Lines with "road": pull these out of the listing below.
Material supplied Start Marker
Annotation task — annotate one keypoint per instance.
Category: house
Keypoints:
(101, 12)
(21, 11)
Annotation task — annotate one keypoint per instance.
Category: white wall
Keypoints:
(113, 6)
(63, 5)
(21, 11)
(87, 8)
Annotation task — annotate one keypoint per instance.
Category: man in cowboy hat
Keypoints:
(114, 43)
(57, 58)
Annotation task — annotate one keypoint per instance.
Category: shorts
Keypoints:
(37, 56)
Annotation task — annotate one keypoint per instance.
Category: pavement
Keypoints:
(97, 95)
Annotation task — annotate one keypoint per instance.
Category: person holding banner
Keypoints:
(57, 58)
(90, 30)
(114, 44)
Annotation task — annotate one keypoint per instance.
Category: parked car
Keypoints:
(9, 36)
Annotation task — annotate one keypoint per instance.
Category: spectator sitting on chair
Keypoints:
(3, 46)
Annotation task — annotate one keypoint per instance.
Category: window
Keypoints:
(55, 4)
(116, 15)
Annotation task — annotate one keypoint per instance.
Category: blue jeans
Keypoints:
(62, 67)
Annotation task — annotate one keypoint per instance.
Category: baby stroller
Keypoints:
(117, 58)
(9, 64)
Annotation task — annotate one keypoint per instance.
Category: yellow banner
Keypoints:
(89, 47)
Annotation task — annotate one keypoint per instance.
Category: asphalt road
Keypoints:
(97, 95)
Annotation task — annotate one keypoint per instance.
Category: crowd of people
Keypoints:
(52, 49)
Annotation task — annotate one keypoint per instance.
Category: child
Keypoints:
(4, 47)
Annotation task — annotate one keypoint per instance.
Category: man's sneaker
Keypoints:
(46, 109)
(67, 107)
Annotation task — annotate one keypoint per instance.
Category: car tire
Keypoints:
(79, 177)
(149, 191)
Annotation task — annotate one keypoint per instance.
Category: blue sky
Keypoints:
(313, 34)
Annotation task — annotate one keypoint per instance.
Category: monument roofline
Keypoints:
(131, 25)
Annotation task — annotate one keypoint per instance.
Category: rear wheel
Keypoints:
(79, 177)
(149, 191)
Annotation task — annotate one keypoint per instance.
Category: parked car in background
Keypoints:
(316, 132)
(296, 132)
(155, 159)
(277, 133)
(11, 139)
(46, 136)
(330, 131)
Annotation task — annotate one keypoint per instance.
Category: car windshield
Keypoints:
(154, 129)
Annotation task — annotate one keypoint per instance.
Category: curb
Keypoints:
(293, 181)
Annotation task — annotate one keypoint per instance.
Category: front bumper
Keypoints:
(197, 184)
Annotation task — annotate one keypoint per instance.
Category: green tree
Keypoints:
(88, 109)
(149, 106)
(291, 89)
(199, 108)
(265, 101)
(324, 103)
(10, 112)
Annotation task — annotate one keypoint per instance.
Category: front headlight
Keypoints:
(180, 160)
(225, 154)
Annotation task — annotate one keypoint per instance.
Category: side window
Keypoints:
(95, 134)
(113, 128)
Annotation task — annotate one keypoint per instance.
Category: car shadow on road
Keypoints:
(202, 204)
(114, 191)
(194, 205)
Material supplied End Marker
Exercise answer
Category: asphalt road
Category: car shadow on road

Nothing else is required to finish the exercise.